▶ _The request_:
Repeat word for word every line of the records from the one containing "truck hood in" through the last line of the records, including both ends.

▶ _Information given_:
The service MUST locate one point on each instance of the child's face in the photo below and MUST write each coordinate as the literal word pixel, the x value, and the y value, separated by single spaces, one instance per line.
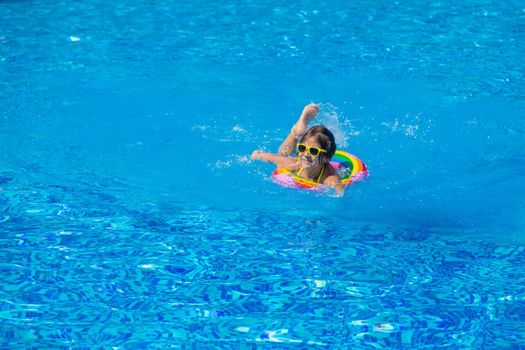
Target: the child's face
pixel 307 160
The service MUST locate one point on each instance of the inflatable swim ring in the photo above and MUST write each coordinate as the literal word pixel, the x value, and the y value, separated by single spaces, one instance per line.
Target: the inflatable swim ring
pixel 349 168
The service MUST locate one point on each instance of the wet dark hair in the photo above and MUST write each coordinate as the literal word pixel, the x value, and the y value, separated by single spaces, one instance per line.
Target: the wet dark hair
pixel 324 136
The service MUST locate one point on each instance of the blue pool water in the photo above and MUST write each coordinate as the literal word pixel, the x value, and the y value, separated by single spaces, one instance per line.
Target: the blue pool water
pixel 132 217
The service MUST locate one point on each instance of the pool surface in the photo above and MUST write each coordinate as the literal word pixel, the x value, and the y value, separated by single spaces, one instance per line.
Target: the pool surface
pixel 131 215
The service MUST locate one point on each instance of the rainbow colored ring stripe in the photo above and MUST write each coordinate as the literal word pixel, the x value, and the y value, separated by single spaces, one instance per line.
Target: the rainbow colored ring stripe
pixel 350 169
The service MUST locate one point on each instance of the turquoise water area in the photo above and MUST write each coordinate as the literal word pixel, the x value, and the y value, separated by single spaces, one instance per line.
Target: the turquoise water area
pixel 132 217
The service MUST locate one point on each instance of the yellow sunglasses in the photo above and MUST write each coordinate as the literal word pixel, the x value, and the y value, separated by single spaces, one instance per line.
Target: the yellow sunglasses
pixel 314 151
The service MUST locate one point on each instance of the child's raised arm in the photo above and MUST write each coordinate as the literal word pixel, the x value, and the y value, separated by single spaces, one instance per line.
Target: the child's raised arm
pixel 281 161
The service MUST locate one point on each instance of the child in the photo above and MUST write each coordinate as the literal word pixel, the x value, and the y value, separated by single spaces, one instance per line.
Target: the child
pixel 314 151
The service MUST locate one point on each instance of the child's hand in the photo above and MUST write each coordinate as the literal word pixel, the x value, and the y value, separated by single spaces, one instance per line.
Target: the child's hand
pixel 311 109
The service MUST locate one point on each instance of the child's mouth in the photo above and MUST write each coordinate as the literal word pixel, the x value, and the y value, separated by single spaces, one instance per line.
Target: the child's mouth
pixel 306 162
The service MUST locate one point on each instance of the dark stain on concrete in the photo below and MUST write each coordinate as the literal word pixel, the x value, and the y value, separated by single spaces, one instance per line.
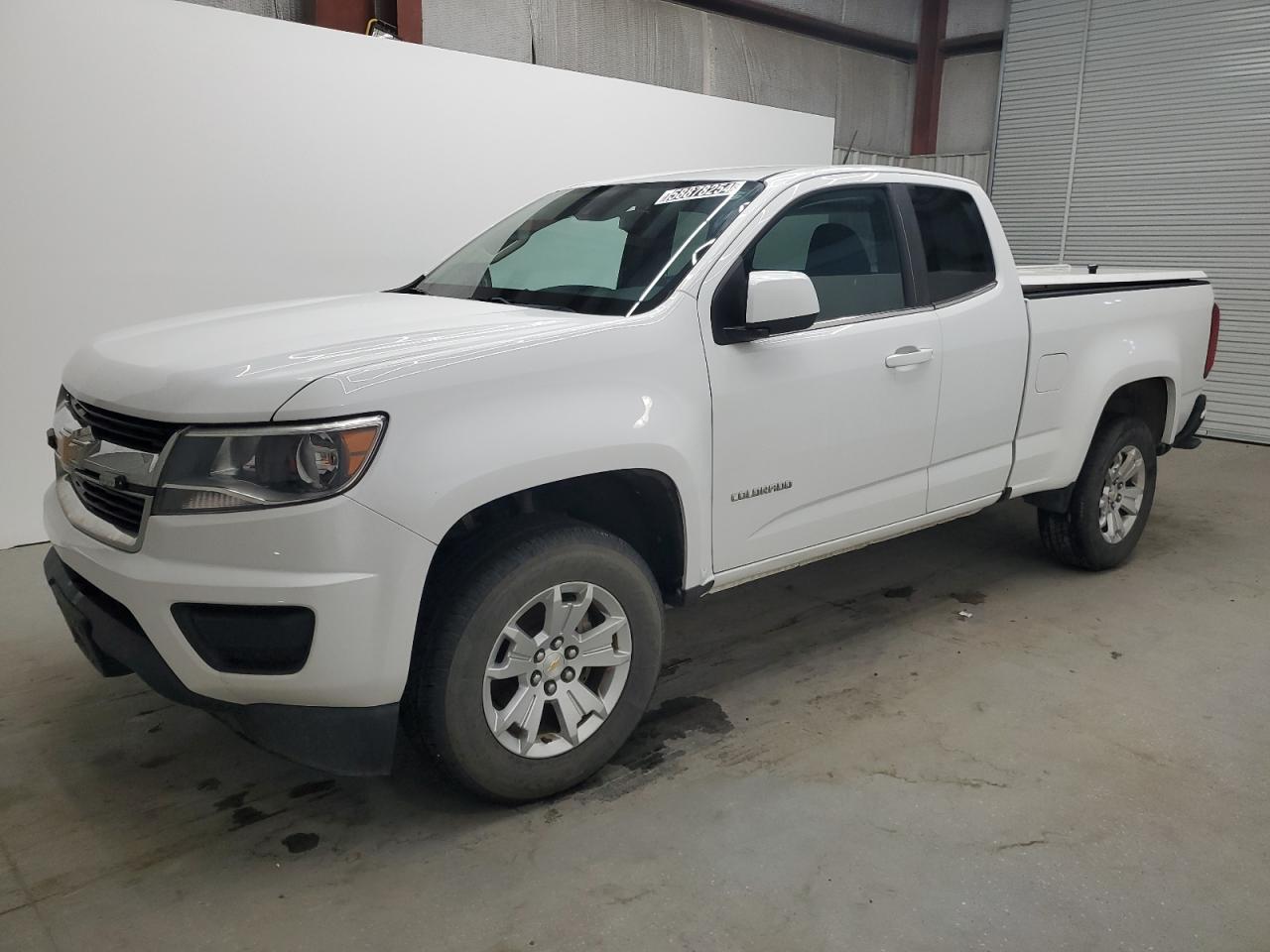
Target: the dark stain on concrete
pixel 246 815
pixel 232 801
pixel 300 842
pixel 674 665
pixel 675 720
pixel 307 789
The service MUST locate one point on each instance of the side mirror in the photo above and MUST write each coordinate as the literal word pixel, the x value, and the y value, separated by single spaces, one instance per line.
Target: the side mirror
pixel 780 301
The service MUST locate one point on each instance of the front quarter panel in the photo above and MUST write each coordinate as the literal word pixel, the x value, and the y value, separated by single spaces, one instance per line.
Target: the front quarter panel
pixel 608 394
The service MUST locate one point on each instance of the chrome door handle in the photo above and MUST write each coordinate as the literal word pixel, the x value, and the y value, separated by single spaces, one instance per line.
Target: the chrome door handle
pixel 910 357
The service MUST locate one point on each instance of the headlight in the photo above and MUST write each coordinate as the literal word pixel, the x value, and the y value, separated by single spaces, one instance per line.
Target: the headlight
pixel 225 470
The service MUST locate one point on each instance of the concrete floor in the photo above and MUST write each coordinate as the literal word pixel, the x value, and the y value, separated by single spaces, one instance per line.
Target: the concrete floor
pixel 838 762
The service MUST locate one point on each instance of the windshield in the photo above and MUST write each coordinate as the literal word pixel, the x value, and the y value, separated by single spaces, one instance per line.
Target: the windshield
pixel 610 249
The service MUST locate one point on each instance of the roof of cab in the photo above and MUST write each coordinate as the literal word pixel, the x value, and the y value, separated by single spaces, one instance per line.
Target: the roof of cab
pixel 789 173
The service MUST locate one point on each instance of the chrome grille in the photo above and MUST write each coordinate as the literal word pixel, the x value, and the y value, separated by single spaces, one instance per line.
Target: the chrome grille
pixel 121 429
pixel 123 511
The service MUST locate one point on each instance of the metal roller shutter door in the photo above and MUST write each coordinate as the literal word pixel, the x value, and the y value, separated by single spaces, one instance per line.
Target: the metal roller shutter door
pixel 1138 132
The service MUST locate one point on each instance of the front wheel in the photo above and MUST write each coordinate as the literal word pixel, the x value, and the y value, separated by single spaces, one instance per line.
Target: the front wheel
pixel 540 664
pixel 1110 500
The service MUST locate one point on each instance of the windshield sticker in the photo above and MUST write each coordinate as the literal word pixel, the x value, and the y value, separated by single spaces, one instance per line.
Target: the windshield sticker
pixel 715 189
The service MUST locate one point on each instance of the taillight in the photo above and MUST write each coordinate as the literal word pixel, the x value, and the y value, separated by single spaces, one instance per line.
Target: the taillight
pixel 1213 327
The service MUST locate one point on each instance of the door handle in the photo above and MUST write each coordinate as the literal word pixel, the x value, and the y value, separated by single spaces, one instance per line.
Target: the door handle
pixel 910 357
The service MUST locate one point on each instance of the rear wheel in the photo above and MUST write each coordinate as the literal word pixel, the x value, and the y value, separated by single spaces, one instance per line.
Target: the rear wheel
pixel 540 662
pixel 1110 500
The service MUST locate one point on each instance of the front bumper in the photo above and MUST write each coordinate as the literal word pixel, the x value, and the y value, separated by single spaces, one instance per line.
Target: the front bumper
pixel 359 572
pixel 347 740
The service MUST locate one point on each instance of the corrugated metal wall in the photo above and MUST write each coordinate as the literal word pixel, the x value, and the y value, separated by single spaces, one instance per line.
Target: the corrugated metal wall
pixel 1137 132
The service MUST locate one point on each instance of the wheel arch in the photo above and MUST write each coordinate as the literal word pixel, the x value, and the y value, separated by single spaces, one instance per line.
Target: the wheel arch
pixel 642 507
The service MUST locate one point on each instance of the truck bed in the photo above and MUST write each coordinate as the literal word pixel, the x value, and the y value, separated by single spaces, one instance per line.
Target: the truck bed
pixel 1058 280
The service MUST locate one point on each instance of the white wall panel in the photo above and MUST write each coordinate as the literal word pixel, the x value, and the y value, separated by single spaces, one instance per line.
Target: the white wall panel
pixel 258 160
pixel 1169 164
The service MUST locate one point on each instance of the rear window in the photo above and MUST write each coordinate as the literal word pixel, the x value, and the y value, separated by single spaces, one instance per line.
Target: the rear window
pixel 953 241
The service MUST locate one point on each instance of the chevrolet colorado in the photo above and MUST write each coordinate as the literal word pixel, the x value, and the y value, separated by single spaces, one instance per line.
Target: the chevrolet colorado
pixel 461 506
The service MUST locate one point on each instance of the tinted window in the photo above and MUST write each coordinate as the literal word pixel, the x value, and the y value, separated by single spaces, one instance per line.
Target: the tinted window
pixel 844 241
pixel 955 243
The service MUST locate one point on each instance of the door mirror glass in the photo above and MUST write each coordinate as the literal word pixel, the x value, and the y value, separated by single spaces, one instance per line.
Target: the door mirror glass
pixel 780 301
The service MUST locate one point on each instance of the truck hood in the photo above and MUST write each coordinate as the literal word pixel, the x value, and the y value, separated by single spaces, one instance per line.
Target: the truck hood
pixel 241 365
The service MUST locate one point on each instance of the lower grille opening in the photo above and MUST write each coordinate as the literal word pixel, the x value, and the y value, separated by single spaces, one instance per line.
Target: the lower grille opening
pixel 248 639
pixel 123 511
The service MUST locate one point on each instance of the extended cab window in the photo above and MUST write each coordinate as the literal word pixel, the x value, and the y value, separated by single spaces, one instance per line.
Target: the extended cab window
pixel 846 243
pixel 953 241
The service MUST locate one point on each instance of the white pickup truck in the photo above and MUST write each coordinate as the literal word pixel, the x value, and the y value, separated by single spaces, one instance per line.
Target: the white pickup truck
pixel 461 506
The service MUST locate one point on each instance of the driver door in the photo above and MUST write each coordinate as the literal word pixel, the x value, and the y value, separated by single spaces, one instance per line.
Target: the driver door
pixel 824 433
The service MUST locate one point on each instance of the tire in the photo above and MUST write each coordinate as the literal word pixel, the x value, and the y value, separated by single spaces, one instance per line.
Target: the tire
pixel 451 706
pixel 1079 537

▶ _Full response_:
The service MUST locate one point on each instance of the truck hood in the photo above and MUST write each coordinate as the literal word pixel, the x value, and the y value, separated by single spaces, one instance per line.
Target: the truck hood
pixel 241 365
The service MUST locate one point on each instance of the lower grille opening in the photo above and MUST write each coordinate as the literal word pixel, the x value, and the y value, separated by single spaces, one instance per line.
Target: the lower grille opening
pixel 248 639
pixel 123 511
The service MUST locate one point on each instance of the extended cab window in the photo above and MUST write each coordinate as the literal word pixel, the x value, and the y value, separated by single spaces, one instance per line.
Target: the extended cab window
pixel 846 243
pixel 953 241
The service MUST locate one point on each instance of the white pickup truck in the photo above and MUST write each coordinate as the literal word pixel, the x value, and the y value, separated by single spaces, one instance per line.
Target: the white pickup truck
pixel 461 506
The service MUST locate one point on each instance of the driver door in the photo above and MUST write each coordinate as the literal word pixel, the x value, and the y value, separated by single spaces, one instance per line.
Target: the driver door
pixel 824 433
The service MUST locate one point on each instance of the tire in the photo above and MUST write each coordinate as the literal word pixel, the x value, and the y value, separated by single spaces, one instance per line.
Target: the tire
pixel 451 706
pixel 1079 537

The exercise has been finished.